*** Opening TASK INPUTS ***

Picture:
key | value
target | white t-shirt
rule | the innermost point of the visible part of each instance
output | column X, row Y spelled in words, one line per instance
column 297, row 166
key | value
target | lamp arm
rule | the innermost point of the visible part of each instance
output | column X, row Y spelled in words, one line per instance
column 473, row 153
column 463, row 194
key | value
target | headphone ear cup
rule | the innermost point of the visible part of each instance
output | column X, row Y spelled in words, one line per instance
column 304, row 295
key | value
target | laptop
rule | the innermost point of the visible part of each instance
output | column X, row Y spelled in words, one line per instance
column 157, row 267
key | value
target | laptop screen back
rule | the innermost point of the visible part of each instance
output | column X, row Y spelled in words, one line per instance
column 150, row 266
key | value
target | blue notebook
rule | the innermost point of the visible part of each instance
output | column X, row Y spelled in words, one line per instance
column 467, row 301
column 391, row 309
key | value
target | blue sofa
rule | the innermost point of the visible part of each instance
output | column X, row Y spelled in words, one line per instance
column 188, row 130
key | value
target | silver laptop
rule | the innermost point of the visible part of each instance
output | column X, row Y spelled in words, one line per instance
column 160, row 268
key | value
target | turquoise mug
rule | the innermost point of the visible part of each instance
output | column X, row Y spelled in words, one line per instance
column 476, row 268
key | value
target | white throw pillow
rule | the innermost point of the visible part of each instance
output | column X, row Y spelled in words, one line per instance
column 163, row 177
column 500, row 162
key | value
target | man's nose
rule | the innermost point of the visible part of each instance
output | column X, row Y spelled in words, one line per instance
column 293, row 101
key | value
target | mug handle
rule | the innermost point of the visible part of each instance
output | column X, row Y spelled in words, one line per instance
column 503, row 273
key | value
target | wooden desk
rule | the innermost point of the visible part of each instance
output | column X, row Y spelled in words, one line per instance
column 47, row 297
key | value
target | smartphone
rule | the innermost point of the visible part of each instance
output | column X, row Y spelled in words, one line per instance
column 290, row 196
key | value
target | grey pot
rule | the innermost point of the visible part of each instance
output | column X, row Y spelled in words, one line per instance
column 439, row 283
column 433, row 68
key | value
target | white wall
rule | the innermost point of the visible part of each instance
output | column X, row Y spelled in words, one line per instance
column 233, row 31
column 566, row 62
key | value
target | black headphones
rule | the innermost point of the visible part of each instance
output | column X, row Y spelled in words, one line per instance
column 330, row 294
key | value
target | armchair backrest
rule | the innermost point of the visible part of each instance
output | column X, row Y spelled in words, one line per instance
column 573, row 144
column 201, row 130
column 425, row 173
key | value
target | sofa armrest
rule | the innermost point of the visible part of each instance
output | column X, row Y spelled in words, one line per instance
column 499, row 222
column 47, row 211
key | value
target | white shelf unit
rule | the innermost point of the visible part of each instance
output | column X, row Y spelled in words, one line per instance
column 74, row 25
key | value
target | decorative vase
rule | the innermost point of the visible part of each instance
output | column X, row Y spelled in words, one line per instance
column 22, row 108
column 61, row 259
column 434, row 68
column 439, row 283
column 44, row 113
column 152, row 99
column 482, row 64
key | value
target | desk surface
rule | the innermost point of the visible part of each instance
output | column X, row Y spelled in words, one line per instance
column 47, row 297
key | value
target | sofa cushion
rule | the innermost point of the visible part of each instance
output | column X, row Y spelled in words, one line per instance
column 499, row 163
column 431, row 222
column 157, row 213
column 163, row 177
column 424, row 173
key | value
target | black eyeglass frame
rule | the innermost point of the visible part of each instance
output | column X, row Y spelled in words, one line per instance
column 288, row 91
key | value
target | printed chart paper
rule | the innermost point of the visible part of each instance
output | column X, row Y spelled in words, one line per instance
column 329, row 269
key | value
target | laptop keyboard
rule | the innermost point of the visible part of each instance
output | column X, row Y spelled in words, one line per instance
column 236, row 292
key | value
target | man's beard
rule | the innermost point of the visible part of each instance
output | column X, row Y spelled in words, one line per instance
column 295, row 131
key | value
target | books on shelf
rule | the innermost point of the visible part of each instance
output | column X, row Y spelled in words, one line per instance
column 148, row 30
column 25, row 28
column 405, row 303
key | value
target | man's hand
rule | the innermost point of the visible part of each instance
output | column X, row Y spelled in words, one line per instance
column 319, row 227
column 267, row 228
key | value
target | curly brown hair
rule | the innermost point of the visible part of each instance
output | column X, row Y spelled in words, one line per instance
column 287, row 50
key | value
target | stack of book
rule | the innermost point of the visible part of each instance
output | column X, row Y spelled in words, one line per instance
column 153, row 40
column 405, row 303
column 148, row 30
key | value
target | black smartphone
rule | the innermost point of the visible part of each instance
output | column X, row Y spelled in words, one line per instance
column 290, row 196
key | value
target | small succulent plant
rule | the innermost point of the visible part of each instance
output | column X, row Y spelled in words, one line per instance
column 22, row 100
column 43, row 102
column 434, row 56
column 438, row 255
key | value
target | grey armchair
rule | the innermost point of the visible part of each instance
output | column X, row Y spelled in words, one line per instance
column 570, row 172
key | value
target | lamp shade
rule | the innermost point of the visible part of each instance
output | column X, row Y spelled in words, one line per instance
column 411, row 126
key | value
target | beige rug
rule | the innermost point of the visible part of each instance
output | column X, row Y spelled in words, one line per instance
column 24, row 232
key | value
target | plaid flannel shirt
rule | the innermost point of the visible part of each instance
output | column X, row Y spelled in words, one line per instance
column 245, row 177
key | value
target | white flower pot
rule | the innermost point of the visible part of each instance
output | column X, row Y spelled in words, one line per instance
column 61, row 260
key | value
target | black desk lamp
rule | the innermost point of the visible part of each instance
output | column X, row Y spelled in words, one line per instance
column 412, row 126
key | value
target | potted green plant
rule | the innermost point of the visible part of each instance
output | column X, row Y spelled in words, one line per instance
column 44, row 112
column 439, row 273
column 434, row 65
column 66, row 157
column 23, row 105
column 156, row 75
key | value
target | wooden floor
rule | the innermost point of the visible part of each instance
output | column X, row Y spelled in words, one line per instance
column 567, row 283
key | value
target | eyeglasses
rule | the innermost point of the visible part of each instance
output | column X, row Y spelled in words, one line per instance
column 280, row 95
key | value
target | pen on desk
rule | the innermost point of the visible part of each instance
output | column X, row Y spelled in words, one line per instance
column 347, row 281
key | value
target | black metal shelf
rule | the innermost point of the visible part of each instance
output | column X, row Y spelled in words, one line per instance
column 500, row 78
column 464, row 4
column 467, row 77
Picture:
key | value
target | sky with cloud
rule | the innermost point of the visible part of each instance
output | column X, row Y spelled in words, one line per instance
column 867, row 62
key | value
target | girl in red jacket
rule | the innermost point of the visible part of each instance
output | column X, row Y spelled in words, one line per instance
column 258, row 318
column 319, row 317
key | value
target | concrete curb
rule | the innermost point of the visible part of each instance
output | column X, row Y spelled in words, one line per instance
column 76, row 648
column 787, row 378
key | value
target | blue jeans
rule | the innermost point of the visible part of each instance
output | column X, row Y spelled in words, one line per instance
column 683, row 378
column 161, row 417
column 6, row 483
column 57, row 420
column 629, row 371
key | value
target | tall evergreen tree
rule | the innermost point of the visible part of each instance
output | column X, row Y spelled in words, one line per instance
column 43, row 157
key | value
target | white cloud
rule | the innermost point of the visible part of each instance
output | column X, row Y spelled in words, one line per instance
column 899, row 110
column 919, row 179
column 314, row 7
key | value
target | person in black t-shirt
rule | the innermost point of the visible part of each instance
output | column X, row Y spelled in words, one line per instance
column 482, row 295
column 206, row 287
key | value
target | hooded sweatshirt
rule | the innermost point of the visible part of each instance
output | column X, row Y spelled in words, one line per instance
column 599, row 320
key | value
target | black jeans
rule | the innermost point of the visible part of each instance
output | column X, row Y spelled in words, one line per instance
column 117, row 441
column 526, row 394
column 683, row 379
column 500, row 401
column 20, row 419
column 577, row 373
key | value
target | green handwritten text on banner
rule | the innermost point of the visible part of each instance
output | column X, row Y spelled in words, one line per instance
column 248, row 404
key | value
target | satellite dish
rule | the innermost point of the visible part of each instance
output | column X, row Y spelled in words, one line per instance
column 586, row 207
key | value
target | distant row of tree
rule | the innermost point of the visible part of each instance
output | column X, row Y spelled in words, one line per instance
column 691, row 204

*** Closing TASK INPUTS ***

All that is wanted is an exact copy of the lines above from the one with "target | plaid flannel shirt" through the one with "target | girl in red jacket", with both ends included.

**EXERCISE OUTPUT**:
target | plaid flannel shirt
rule | the innermost point of the visible part of each instance
output | column X, row Y spelled in words, one line per instance
column 245, row 177
key | value
target | white flower pot
rule | the innermost point of the visible part of each instance
output | column X, row Y spelled in words, one line per instance
column 61, row 260
key | value
target | black desk lamp
rule | the innermost point of the visible part of each instance
output | column X, row Y spelled in words, one line per instance
column 412, row 126
key | value
target | potted green plant
rule | the innermost point of the visible part of each instance
output | column X, row Y spelled in words, one line per instance
column 44, row 112
column 439, row 273
column 434, row 65
column 66, row 157
column 23, row 105
column 156, row 75
key | value
target | wooden floor
rule | the innermost point of the visible part of each instance
output | column X, row Y spelled in words, one line per instance
column 567, row 283
key | value
target | eyeglasses
rule | the innermost point of the visible part of each instance
output | column X, row Y spelled in words, one line per instance
column 280, row 95
key | value
target | pen on desk
rule | the innermost point of the visible part of each instance
output | column X, row Y spelled in words, one line per instance
column 347, row 281
key | value
target | black metal shelf
rule | the innermost point of the visible part of each instance
output | column X, row Y spelled in words, one line per instance
column 500, row 78
column 464, row 4
column 467, row 77
Picture:
key | value
target | sky with cloud
rule | the innermost point of the visible part of each instance
output | column X, row Y spelled in words, one line per instance
column 867, row 62
key | value
target | girl in red jacket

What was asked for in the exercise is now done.